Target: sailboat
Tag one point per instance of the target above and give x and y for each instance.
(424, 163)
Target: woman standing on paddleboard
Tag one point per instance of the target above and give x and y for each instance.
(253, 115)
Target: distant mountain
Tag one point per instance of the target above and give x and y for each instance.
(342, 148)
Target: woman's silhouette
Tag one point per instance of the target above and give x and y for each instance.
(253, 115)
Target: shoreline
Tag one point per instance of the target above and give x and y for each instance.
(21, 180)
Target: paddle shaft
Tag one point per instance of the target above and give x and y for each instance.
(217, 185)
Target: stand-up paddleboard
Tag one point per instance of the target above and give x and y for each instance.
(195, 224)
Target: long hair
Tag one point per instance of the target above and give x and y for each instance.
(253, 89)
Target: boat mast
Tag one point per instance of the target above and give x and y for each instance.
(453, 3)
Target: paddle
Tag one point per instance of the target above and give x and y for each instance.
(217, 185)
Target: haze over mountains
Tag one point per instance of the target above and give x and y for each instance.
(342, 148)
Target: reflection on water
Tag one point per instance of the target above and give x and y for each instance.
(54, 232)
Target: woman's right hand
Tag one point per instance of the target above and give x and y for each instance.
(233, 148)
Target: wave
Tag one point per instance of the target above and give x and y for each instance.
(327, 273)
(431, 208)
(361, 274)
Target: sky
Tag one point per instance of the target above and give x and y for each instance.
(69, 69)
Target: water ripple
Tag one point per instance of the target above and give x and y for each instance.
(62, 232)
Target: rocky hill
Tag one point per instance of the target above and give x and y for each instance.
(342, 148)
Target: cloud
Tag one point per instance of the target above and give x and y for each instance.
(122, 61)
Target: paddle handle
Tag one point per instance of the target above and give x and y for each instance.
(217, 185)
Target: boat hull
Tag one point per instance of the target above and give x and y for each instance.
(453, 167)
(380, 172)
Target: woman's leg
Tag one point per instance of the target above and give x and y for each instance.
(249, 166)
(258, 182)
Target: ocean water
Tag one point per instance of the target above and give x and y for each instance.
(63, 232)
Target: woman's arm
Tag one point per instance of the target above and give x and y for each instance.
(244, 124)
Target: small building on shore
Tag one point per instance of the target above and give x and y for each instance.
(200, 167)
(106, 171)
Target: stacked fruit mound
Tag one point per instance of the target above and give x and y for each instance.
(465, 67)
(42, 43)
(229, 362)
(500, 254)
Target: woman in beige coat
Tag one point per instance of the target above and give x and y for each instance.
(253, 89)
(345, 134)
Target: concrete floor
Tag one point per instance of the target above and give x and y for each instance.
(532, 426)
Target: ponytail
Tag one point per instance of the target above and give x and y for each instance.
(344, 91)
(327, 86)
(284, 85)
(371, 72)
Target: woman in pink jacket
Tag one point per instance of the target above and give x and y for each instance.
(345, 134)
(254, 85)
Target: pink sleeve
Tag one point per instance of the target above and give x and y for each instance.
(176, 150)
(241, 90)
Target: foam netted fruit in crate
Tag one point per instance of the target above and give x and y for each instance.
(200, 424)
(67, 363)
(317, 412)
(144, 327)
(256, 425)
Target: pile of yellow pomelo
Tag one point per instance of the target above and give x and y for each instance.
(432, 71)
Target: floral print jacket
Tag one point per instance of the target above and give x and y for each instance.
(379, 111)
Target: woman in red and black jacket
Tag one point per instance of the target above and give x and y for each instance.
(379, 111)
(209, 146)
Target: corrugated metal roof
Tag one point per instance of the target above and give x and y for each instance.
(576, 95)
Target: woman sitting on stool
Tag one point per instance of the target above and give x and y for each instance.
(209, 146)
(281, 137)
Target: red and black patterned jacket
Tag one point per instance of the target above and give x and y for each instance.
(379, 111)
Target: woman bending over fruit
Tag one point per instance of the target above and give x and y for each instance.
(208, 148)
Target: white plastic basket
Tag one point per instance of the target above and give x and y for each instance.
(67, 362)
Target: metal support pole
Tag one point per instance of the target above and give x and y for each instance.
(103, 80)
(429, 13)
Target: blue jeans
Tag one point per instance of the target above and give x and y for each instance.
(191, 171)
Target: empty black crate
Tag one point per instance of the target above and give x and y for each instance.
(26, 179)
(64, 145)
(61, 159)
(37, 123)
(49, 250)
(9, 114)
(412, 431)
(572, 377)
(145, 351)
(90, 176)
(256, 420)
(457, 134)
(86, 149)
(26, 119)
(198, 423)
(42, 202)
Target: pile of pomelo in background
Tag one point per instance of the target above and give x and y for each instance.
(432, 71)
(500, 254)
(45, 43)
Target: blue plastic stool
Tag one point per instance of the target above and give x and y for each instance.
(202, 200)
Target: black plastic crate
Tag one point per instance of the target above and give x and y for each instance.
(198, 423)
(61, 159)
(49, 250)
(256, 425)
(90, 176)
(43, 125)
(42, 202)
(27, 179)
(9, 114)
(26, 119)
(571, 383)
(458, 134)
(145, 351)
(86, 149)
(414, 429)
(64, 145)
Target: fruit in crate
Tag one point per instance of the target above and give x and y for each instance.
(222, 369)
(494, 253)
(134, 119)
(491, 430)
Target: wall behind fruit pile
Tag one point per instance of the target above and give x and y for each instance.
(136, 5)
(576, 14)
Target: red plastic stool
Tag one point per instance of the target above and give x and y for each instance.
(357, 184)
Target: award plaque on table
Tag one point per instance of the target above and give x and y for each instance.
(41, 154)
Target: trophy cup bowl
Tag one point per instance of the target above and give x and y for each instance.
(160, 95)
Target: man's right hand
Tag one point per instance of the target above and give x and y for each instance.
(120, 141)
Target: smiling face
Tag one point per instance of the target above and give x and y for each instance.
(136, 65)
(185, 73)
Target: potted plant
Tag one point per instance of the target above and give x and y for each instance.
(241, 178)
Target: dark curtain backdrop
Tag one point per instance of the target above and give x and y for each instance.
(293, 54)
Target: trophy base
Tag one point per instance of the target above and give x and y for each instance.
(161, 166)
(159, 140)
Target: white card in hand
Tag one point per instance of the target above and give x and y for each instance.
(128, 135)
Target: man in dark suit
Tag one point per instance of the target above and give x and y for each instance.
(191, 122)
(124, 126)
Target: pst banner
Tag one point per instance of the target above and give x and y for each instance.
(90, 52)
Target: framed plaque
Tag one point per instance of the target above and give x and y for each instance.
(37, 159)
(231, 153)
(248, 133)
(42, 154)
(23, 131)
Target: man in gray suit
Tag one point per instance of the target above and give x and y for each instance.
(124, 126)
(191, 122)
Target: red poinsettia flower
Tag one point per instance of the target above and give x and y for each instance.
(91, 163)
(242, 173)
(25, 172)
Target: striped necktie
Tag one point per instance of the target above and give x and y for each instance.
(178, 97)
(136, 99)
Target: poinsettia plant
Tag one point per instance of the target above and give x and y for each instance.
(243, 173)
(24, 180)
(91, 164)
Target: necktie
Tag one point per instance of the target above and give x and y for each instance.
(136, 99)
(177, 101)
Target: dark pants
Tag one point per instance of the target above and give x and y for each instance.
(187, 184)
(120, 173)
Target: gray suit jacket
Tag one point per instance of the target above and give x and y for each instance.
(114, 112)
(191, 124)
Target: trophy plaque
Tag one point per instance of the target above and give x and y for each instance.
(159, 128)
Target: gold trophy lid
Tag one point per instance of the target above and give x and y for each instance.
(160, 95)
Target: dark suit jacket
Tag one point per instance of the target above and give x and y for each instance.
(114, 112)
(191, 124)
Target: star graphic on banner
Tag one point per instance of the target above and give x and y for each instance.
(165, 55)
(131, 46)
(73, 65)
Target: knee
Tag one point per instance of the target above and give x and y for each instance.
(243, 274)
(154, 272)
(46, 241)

**********

→ **SET EXERCISE**: Copy the material from the line with "Target: man in gray suit" through its very last line, including both of those lines, and change nothing.

→ **ANSWER FOR THIS EXERCISE**:
Target: man in gray suit
Tag one point per instance of the target above and give x and y for each instance.
(124, 126)
(191, 122)
Target: red poinsettia flower
Tag one point per instance of the target above and give x and y for each instance.
(91, 163)
(242, 173)
(25, 172)
Target: striped necktie
Tag one point per instance of the target above and give x and y for each instance.
(178, 97)
(136, 99)
Target: poinsettia plant
Tag one point per instance of the target above and give x and y for each instance.
(243, 173)
(24, 180)
(91, 164)
Target: necktie
Tag one point per instance of the target above and give x and y for each instance.
(136, 99)
(177, 101)
Target: dark pants
Tag one point per instance of the target above and give x and y for each instance.
(187, 184)
(120, 173)
Target: gray suit jacket
Tag one point per instance of the target above and give x and y for each instance.
(114, 112)
(191, 124)
Target: trophy plaque
Tag one point per instance of the target above and give x and y for each instance.
(159, 128)
Target: gold trophy lid
Tag one point per instance of the target above and give x and y for each instance.
(160, 95)
Target: dark suit jacket
Tag one point per instance of the target above and give x and y for each instance.
(114, 112)
(191, 124)
Target: star graphic on banner
Tag one point per instance of the target above and give x and y for each instance.
(165, 55)
(131, 46)
(73, 65)
Target: knee
Tag one point per instance of the target above and give x and y for each instance.
(243, 274)
(154, 272)
(46, 241)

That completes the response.